Prompt: Copy the listing below word for word, leaving out the pictures.

Supplied data:
::::::
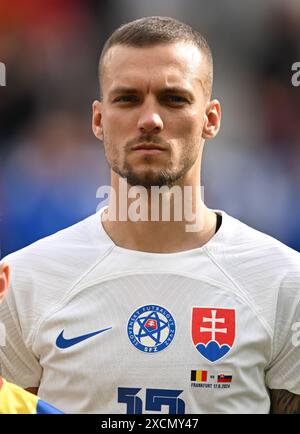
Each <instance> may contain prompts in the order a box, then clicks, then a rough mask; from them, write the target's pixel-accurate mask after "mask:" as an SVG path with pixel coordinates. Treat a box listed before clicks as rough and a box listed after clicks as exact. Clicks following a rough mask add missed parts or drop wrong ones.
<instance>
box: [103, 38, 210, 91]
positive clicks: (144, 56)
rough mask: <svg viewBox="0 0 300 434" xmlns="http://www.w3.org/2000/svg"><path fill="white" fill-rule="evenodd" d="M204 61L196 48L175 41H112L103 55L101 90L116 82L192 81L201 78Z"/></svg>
mask: <svg viewBox="0 0 300 434" xmlns="http://www.w3.org/2000/svg"><path fill="white" fill-rule="evenodd" d="M207 68H208V65H207V61H206V58H205V56H204V55H203V53H202V52H201V51H200V50H199V48H198V47H197V46H195V45H193V44H191V43H185V42H178V43H172V44H158V45H153V46H148V47H130V46H125V45H115V46H113V47H112V48H110V49H109V51H108V52H107V53H106V55H105V57H104V62H103V69H102V79H101V82H102V87H103V90H104V91H105V90H109V88H111V87H112V86H113V87H114V86H115V85H118V86H119V85H121V86H122V85H124V86H127V85H128V86H133V85H138V84H151V83H155V82H158V81H159V82H165V84H167V85H176V84H183V83H184V82H186V83H190V84H192V81H194V80H199V79H200V80H201V81H202V80H204V78H205V76H206V75H207Z"/></svg>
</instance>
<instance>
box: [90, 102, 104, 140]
mask: <svg viewBox="0 0 300 434" xmlns="http://www.w3.org/2000/svg"><path fill="white" fill-rule="evenodd" d="M92 129H93V133H94V134H95V136H96V137H97V139H99V140H103V128H102V103H101V101H98V100H96V101H94V102H93V118H92Z"/></svg>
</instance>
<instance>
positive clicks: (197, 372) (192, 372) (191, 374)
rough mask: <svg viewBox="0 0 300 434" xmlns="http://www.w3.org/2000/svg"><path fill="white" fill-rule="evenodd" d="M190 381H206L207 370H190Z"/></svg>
mask: <svg viewBox="0 0 300 434" xmlns="http://www.w3.org/2000/svg"><path fill="white" fill-rule="evenodd" d="M191 381H196V382H203V381H207V371H191Z"/></svg>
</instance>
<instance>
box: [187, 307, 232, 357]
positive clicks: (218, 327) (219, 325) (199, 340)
::::::
Answer to this problem:
Each <instance> may contain prompts in the order a box, then clicks, then a rough mask; from them, write the target's pixel-accurate mask after "mask:" as an SVG path with pixel coordinates. Treat a box listed before clicks as rough and a box listed after clicks as exact. Clicks following a rough mask add missed parts or drop wrong ones.
<instance>
box: [103, 38, 210, 91]
positive clicks: (144, 56)
rough mask: <svg viewBox="0 0 300 434" xmlns="http://www.w3.org/2000/svg"><path fill="white" fill-rule="evenodd" d="M204 61L196 48L175 41H112L103 55L101 90L116 82L192 81L201 78Z"/></svg>
mask: <svg viewBox="0 0 300 434" xmlns="http://www.w3.org/2000/svg"><path fill="white" fill-rule="evenodd" d="M207 68H208V65H207V61H206V58H205V56H204V55H203V53H202V52H201V51H200V50H199V48H198V47H197V46H195V45H193V44H191V43H185V42H178V43H172V44H158V45H153V46H148V47H130V46H125V45H115V46H113V47H112V48H110V49H109V51H108V52H107V53H106V55H105V57H104V62H103V69H102V79H101V82H102V87H103V90H104V91H105V90H109V88H111V87H112V86H113V87H114V86H115V85H118V86H119V85H121V86H122V85H124V86H127V85H128V86H133V85H138V84H151V83H155V82H158V81H159V82H165V84H167V85H176V84H183V83H184V82H186V83H190V84H192V81H194V80H199V79H200V80H201V81H202V80H204V78H205V76H206V75H207Z"/></svg>
</instance>
<instance>
box: [90, 102, 104, 140]
mask: <svg viewBox="0 0 300 434" xmlns="http://www.w3.org/2000/svg"><path fill="white" fill-rule="evenodd" d="M92 129H93V133H94V134H95V136H96V137H97V139H99V140H103V128H102V103H101V101H98V100H96V101H94V102H93V118H92Z"/></svg>
</instance>
<instance>
positive clicks: (197, 372) (192, 372) (191, 374)
rough mask: <svg viewBox="0 0 300 434" xmlns="http://www.w3.org/2000/svg"><path fill="white" fill-rule="evenodd" d="M190 381H206L207 370H190Z"/></svg>
mask: <svg viewBox="0 0 300 434" xmlns="http://www.w3.org/2000/svg"><path fill="white" fill-rule="evenodd" d="M191 381H196V382H203V381H207V371H191Z"/></svg>
</instance>
<instance>
box: [187, 307, 232, 357]
positive clicks: (218, 327) (219, 325) (199, 340)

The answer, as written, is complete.